» **YOUR GOAL**:
Put every line of the records below into a Markdown table with the columns Row and Text, numbering the rows in order and leaving out blank lines.

» **SUPPLIED DATA**:
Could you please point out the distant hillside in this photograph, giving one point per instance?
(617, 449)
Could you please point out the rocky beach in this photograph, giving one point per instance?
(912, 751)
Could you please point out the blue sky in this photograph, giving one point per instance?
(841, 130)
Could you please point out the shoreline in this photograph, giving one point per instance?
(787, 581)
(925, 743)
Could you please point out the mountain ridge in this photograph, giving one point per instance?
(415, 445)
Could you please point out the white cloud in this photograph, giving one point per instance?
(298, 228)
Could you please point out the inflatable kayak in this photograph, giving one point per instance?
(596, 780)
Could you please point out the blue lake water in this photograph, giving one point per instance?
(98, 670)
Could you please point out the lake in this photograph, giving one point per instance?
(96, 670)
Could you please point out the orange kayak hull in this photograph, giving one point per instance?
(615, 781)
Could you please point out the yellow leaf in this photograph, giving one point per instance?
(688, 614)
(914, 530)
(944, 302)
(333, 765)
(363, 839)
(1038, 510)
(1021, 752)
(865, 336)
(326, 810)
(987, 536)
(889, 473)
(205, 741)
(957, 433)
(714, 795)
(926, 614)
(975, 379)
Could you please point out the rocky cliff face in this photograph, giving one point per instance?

» **REPLY TO THE TASK**:
| Row | Text |
|---|---|
| 1 | Could you please point out the distant hillside in this photograph, giving one point per instance? |
| 2 | (617, 449) |
| 3 | Could you please point out the rocky beach in this photograph, giving one point per instance? |
| 4 | (912, 751) |
| 5 | Could you please point out the blue sky in this photograph, giving one point per instance? |
| 6 | (841, 130) |
| 7 | Could you please point out the shoreline in this photograph, giving one point per instance? |
| 8 | (787, 581) |
| 9 | (925, 743) |
| 10 | Could you please point out the mountain ridge in this photograph, giving one point per instance? |
| 11 | (415, 445) |
| 12 | Could you please point out the white cloud in this photograph, giving one point per instance? |
| 13 | (298, 228) |
| 14 | Could you please point out the inflatable kayak in this photograph, giving one point per instance? |
| 15 | (596, 780) |
| 16 | Could you please point out the blue lake water in this photograph, giving one point per instance? |
| 17 | (98, 670) |
| 18 | Could you please point out the lake in this photograph, giving one point per instance? |
| 19 | (96, 670) |
| 20 | Could you please point out the orange kayak hull in this photograph, giving one point per instance? |
| 21 | (615, 781) |
| 22 | Could you please point out the yellow leaf in this photograph, giving one point per instance? |
| 23 | (688, 614) |
| 24 | (914, 530) |
| 25 | (944, 302) |
| 26 | (333, 765) |
| 27 | (363, 839) |
| 28 | (1038, 510) |
| 29 | (1021, 752) |
| 30 | (865, 336) |
| 31 | (326, 810) |
| 32 | (987, 536) |
| 33 | (889, 473) |
| 34 | (205, 741) |
| 35 | (957, 433) |
| 36 | (714, 795) |
| 37 | (926, 614) |
| 38 | (975, 379) |
| 39 | Could you please point out the rocky cliff face in this photograph, giving one point per instance? |